■ Exercise brief ■
Extract every line of the listing below and copy each one out verbatim, in the same order.

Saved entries
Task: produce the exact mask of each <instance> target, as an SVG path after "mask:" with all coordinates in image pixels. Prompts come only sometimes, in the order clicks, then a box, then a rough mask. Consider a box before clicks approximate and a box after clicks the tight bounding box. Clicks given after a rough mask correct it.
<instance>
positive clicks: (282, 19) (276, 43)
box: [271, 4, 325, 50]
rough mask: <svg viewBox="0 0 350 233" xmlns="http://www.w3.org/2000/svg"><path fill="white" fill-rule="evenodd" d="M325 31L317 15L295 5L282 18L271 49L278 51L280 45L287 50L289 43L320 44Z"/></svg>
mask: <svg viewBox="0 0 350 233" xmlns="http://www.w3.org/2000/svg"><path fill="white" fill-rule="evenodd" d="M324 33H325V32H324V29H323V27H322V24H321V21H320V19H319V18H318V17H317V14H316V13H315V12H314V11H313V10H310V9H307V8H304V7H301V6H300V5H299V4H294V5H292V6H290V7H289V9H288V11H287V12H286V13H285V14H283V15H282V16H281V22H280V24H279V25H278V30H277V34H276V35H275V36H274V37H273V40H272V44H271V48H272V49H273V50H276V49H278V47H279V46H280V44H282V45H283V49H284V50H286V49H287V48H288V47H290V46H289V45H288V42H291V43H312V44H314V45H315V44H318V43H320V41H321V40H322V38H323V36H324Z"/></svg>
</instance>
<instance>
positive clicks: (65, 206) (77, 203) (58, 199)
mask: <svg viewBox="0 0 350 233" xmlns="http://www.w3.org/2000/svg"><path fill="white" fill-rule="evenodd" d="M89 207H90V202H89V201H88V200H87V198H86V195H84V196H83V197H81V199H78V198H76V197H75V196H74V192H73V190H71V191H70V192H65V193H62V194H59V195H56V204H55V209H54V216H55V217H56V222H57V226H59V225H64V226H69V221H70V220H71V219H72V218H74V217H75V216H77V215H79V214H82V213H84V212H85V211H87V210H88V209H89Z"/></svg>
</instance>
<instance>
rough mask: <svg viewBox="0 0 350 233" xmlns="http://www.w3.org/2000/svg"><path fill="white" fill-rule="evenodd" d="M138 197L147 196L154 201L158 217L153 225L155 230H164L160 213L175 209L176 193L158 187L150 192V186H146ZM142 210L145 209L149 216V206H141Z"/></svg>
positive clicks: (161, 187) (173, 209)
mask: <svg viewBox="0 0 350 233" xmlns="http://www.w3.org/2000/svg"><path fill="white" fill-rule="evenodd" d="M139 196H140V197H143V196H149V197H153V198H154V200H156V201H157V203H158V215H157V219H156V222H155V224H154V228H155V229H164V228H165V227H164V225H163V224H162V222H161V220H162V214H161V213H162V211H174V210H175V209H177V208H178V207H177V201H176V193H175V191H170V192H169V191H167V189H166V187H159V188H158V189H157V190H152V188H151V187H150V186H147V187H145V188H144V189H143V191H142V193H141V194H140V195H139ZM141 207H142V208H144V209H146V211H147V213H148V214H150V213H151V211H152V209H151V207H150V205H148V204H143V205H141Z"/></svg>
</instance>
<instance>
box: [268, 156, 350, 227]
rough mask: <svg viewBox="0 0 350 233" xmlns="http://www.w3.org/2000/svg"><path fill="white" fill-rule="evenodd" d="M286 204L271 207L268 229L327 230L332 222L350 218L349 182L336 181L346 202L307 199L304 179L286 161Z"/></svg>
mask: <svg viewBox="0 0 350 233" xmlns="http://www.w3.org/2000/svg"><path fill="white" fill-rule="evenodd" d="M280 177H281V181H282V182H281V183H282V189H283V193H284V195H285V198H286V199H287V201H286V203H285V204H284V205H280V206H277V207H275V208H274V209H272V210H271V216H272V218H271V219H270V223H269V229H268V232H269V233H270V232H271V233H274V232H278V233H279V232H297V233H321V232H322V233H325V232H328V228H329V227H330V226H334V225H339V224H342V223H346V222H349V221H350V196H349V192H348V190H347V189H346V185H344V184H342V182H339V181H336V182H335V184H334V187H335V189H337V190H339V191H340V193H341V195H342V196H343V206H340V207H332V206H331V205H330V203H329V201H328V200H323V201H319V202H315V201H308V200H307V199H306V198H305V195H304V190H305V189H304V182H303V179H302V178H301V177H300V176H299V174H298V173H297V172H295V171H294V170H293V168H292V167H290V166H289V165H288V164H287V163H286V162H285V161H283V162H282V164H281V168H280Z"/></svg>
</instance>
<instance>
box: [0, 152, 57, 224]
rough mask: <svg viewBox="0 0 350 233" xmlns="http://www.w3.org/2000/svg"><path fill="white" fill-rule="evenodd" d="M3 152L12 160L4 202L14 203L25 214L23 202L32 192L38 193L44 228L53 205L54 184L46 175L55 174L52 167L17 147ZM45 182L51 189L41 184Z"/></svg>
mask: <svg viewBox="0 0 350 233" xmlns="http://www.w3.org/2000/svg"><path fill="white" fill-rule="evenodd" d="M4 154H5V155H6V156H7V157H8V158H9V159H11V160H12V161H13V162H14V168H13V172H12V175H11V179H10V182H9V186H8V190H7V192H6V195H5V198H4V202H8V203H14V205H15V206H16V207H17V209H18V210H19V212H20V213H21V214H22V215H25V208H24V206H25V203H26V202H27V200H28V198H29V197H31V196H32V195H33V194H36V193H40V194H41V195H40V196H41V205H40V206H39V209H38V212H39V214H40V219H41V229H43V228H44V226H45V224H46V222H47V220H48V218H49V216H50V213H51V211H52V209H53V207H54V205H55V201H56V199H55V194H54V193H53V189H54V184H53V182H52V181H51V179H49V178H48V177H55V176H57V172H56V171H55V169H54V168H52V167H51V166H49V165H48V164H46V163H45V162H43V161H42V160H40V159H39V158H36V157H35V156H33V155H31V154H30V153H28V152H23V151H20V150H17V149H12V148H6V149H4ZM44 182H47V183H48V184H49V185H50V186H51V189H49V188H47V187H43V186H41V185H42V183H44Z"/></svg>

■ Answer for this exercise ■
Task: produce the exact mask of each <instance> target, as an SVG path after "mask:" with all coordinates in image pixels. Prompts come only sometimes, in the order clicks, then a box, then a rough mask. Consider a box before clicks approximate and a box after clicks the tight bounding box. Clicks given after a rough mask correct it.
<instance>
positive clicks: (282, 19) (276, 43)
box: [271, 4, 325, 50]
rough mask: <svg viewBox="0 0 350 233" xmlns="http://www.w3.org/2000/svg"><path fill="white" fill-rule="evenodd" d="M325 31L317 15L295 5L282 18L271 49L278 51L280 45L287 50L289 43L320 44Z"/></svg>
mask: <svg viewBox="0 0 350 233" xmlns="http://www.w3.org/2000/svg"><path fill="white" fill-rule="evenodd" d="M324 33H325V32H324V29H323V27H322V24H321V21H320V19H319V18H318V17H317V14H316V13H315V12H314V11H313V10H310V9H307V8H304V7H301V6H300V5H299V4H294V5H292V6H290V7H289V9H288V11H287V12H286V13H285V14H283V15H282V16H281V22H280V24H279V25H278V30H277V34H276V35H275V36H274V37H273V40H272V44H271V48H272V49H273V50H276V49H278V47H279V46H280V44H282V45H283V49H284V50H286V49H287V48H288V47H290V46H289V45H288V42H291V43H312V44H314V45H315V44H318V43H320V41H321V40H322V38H323V36H324Z"/></svg>
</instance>
<instance>
positive clicks: (65, 206) (77, 203) (58, 199)
mask: <svg viewBox="0 0 350 233" xmlns="http://www.w3.org/2000/svg"><path fill="white" fill-rule="evenodd" d="M89 207H90V202H89V201H88V200H87V198H86V195H84V196H83V197H81V199H78V198H76V197H75V196H74V192H73V190H71V191H70V192H65V193H62V194H59V195H56V204H55V209H54V216H55V217H56V222H57V226H59V225H64V226H69V221H70V220H71V219H72V218H74V217H75V216H77V215H79V214H82V213H84V212H85V211H87V210H88V209H89Z"/></svg>
</instance>
<instance>
rough mask: <svg viewBox="0 0 350 233" xmlns="http://www.w3.org/2000/svg"><path fill="white" fill-rule="evenodd" d="M138 197L147 196L154 201L158 217L153 225L155 230H164L160 213L175 209L176 193L158 187L150 192V186H146ZM142 210L145 209L149 216V206H141Z"/></svg>
positive clicks: (161, 187) (173, 209)
mask: <svg viewBox="0 0 350 233" xmlns="http://www.w3.org/2000/svg"><path fill="white" fill-rule="evenodd" d="M139 196H140V197H143V196H149V197H153V198H154V200H156V201H157V203H158V215H157V219H156V222H155V224H154V228H155V229H164V228H165V227H164V225H163V224H162V222H161V220H162V214H161V213H162V211H174V210H175V209H177V208H178V207H177V201H176V193H175V191H170V192H169V191H167V189H166V187H159V188H158V189H157V190H152V188H151V187H150V186H147V187H145V188H144V189H143V191H142V193H141V194H140V195H139ZM141 207H142V208H144V209H146V211H147V213H148V214H150V213H151V211H152V209H151V207H150V205H148V204H143V205H141Z"/></svg>
</instance>
<instance>
box: [268, 156, 350, 227]
rough mask: <svg viewBox="0 0 350 233" xmlns="http://www.w3.org/2000/svg"><path fill="white" fill-rule="evenodd" d="M286 204L271 207L268 229L327 230L332 222L350 218L349 182L336 181L346 202L307 199L304 179L286 161Z"/></svg>
mask: <svg viewBox="0 0 350 233" xmlns="http://www.w3.org/2000/svg"><path fill="white" fill-rule="evenodd" d="M280 177H281V181H282V182H281V183H282V189H283V193H284V195H285V198H286V199H287V201H286V203H285V204H284V205H280V206H277V207H275V208H274V209H272V210H271V216H272V218H271V219H270V223H269V229H268V232H269V233H270V232H271V233H274V232H278V233H279V232H297V233H321V232H322V233H325V232H328V228H329V227H330V226H334V225H339V224H342V223H346V222H349V221H350V196H349V192H348V190H347V189H346V185H344V184H342V182H339V181H336V182H335V184H334V187H335V189H337V190H339V191H340V193H341V195H342V196H343V206H340V207H332V206H331V205H330V203H329V201H328V200H323V201H319V202H315V201H308V200H307V199H306V198H305V195H304V190H305V189H304V182H303V179H302V178H301V177H300V176H299V174H298V173H297V172H295V171H294V170H293V168H292V167H290V166H289V165H288V164H287V163H286V162H285V161H283V162H282V164H281V168H280Z"/></svg>
</instance>
<instance>
box: [0, 152, 57, 224]
rough mask: <svg viewBox="0 0 350 233" xmlns="http://www.w3.org/2000/svg"><path fill="white" fill-rule="evenodd" d="M3 152L12 160L4 202L14 203L25 214L23 202L32 192L38 193L44 228L53 205L54 184L46 175L55 174L52 167L17 147ZM45 182L51 189L41 184Z"/></svg>
mask: <svg viewBox="0 0 350 233" xmlns="http://www.w3.org/2000/svg"><path fill="white" fill-rule="evenodd" d="M4 154H5V155H6V156H7V157H8V158H9V159H11V160H12V161H13V162H14V168H13V172H12V175H11V179H10V182H9V186H8V190H7V192H6V195H5V198H4V202H8V203H14V205H15V206H16V207H17V209H18V210H19V212H20V213H21V214H22V215H25V208H24V206H25V203H26V202H27V200H28V198H29V197H31V196H32V195H33V194H36V193H40V194H41V195H40V196H41V205H40V206H39V209H38V212H39V214H40V219H41V229H43V228H44V226H45V224H46V222H47V220H48V218H49V216H50V213H51V211H52V209H53V207H54V205H55V201H56V199H55V194H54V193H53V189H54V184H53V182H52V181H51V179H49V178H48V177H55V176H57V172H56V171H55V169H54V168H52V167H51V166H49V165H48V164H46V163H45V162H43V161H42V160H40V159H39V158H36V157H35V156H33V155H31V154H30V153H28V152H23V151H20V150H17V149H12V148H6V149H4ZM44 182H47V183H48V184H49V185H50V186H51V189H49V188H47V187H43V186H41V185H42V183H44Z"/></svg>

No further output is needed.